(Beginning of The data)
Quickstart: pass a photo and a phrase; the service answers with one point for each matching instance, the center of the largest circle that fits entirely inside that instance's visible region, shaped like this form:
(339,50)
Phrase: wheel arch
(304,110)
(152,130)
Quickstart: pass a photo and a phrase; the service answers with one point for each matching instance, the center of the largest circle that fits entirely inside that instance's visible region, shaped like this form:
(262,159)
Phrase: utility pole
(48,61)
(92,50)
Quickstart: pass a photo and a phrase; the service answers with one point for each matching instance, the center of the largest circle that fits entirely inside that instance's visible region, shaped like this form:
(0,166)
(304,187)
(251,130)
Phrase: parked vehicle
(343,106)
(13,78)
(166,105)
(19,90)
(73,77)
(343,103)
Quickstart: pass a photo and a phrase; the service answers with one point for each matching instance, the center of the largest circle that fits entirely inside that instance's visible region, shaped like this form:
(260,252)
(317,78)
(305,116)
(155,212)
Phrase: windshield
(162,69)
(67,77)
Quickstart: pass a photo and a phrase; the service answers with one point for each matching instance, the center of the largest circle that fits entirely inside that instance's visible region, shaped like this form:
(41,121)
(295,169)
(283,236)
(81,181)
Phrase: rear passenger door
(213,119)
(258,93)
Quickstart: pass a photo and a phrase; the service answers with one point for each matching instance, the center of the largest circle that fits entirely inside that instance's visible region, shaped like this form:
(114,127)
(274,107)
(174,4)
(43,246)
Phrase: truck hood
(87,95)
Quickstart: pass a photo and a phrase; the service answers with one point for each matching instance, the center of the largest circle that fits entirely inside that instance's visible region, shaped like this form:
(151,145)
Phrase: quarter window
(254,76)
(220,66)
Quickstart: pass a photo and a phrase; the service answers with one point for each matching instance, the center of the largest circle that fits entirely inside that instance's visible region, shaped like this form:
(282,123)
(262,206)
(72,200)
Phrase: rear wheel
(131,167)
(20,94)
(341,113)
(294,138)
(End of The data)
- Problem -
Type the data again exactly. Leave nothing out.

- Reply to the exercise -
Quickstart: pass a photo and a phrase; the service answers with one point for each matching instance, the center of the largest circle that fits entirely inside that instance's visible region, shaped like this form:
(339,50)
Phrase: wheel arch
(304,110)
(152,130)
Quickstart: pass a photo and a phrase; the service answers with one point for each matching instance, the center of the largest circle that fits entirely inside that instance's visible region, shaped like this form:
(262,159)
Phrase: utility pole
(48,61)
(92,50)
Quickstart: pass a photo and a phrase; the service answers with one point for each matching instance, the center of the largest circle that fits entirely inside that instance's visible region, shaped like this form:
(0,166)
(304,187)
(251,130)
Phrase: parked vehicle
(343,106)
(13,78)
(166,105)
(19,90)
(73,77)
(343,103)
Quickstart: pass a photo and a phrase; the service answers with one point for each matching instance, the center of the largest circle that fits entirely inside that instance's visible region, shaped like this form:
(260,252)
(317,78)
(305,116)
(155,212)
Phrase: windshield
(162,69)
(67,77)
Quickstart: pass a photo and a phrase; the service answers with one point for each matching instance, the center of the largest circle that fits entirely inside that instance's visible region, shaped like this form:
(41,121)
(295,169)
(283,236)
(81,181)
Phrase: rear passenger door
(213,119)
(258,93)
Quickstart: pass a photo and a phrase; the service answers with one point for each matching instance, the center of the largest circle that fits entirely inside that instance's visible region, shaped like this form:
(114,127)
(274,107)
(174,4)
(43,246)
Phrase: truck hood
(87,95)
Quickstart: pass a photo and a phrase; the service answers with one point for each matching instance, the center of the largest circle that fits entirely inside that instance's visible region, shaped like this form:
(151,145)
Phrase: quarter window
(254,76)
(220,66)
Quickstart: pass a photo and a phrase; the service answers with one point for each matching instance, the center of the largest circle that fits entirely inside that instance's visible region, shaped like this form:
(282,123)
(262,206)
(72,200)
Phrase: rear wheel
(131,167)
(20,94)
(341,113)
(294,138)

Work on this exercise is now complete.